§ WORK INSTRUCTIONS
Could you update the records below by replacing every "place a pin" with "drop a marker" and leaving everything else unchanged?
· · · · ·
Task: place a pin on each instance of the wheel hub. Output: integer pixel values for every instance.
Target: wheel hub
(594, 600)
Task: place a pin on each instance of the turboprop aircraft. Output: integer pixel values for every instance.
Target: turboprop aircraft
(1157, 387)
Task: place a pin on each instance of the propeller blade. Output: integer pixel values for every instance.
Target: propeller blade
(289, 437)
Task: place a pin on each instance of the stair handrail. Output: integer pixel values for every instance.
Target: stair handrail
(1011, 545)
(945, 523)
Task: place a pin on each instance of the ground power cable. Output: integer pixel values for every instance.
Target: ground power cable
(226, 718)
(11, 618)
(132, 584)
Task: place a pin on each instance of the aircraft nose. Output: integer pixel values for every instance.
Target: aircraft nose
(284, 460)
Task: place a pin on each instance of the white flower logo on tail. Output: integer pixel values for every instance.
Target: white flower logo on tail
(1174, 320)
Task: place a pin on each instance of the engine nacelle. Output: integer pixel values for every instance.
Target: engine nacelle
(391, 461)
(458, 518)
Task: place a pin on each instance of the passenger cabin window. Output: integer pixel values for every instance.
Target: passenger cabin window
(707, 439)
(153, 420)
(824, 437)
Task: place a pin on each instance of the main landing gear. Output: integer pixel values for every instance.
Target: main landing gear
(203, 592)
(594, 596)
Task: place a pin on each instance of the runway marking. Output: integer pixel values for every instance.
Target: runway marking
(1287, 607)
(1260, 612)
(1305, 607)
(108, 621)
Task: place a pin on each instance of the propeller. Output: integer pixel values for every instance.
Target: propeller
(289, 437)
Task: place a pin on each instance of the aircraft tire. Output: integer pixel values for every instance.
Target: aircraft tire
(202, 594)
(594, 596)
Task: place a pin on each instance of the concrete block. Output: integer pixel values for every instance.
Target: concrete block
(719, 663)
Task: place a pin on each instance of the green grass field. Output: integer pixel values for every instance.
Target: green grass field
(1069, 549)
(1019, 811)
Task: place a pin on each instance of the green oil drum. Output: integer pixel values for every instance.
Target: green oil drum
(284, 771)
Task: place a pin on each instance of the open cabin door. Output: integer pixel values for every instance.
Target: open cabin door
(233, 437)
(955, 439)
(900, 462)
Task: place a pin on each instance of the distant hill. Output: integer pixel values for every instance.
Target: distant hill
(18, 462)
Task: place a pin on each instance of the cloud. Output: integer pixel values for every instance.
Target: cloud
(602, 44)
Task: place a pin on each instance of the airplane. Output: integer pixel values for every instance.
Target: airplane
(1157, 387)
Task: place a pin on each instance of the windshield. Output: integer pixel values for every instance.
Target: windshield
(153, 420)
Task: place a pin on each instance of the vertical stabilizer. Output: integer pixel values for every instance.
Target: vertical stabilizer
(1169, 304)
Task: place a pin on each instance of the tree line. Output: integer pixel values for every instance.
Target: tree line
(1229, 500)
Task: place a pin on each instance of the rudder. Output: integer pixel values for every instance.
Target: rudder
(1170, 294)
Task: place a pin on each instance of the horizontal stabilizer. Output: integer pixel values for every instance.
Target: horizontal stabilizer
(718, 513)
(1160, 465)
· · · · ·
§ SOLUTION FOR THIS PROBLEM
Task: drop a marker on each instance of the wheel hub. Output: integer pixel values for every instance.
Target: wheel hub
(594, 600)
Task: drop a marker on each instance of the turboprop aircraft. Output: integer pixel values for every instance.
Target: turboprop aircraft
(1157, 387)
Task: drop a marker on each instance of the propeller blade. Output: integer pixel values for every instance.
Target: propeller blade
(289, 437)
Task: drop a marker on each instance of the stair handrail. Output: integer pixel values for every instance.
Target: stair handrail
(1011, 545)
(945, 523)
Task: drop a marker on each instance of the ground power cable. Output: integer pixel values for every instance.
Target: ground power cable
(226, 718)
(11, 618)
(132, 584)
Task: drop a marker on each instance of the aircraft nose. Output: integer pixel values for every instance.
Target: aircraft nose
(284, 460)
Task: drop a marker on each instance of the white flower logo on tail. Output: integer pixel values for every instance.
Target: white flower logo on tail
(1174, 320)
Task: drop a marker on each instance of the engine nacelle. Output: integer pixel values for every instance.
Target: engine nacelle
(391, 461)
(458, 518)
Task: drop a marker on each instance of the passenger cabin window. Output: integer pixel values for every instance.
Target: passenger cabin window
(707, 439)
(153, 420)
(824, 437)
Task: drop a marker on each instance of the main landing gear. Output: integer pixel values for every instance.
Target: main landing gear
(203, 592)
(594, 596)
Task: drop a marker on each instance of the runway marking. Output: integer pixel values for every instance.
Target: runway marking
(1287, 607)
(1260, 612)
(1305, 607)
(108, 621)
Task: drop a marker on each instance of the propeller. Output: integer pixel values for every instance.
Target: propeller
(289, 437)
Task: drop a marker on each instance of the aircraft tire. Output: integer pixel values for every instance.
Target: aircraft tire
(202, 594)
(594, 596)
Task: drop a marker on each instance of the concrete block. Output: integer pixel values for every instance.
Target: concrete block
(719, 663)
Task: drop a marker on each instance of the green grass field. Output: integer pixel values for every instance.
Target: green grass field
(1069, 549)
(1019, 811)
Task: drop a marker on each instance of the green oil drum. Output: integer pixel values for every instance.
Target: green oil drum
(284, 771)
Task: drop a marker on each instance of the open cabin door. Output: integer pixel values for every instance.
Target: open cabin door
(233, 437)
(955, 439)
(900, 462)
Task: drop a marker on each instance of the distant hill. Output: integer pixel values for every instance.
Target: distant hill
(18, 462)
Task: drop a marker on each instance of the cloud. Output: integer pixel values for every instance.
Target: cloud
(602, 44)
Task: drop a marker on each instance of the airplane. Output: integer pixel values for every instance.
Target: airplane
(1157, 387)
Task: drop a marker on each instance of the windshield. Output: integer pixel values for every instance.
Target: windshield
(153, 420)
Task: drop a marker on each instance of the vertical stabilizer. Output: integer pixel values for every instance.
Target: vertical stabilizer
(1169, 304)
Task: drop a marker on each instance of the tree line. Output: integer pixel values for every instance.
Target: tree line
(1229, 500)
Task: drop a marker on each instance of the rudder. Output: integer pixel values for every instance.
Target: rudder
(1170, 294)
Task: drop a marker on each instance of the horizontal stabilizer. Output: integer pixel values for every instance.
Target: horizontal stabilizer
(718, 513)
(1160, 465)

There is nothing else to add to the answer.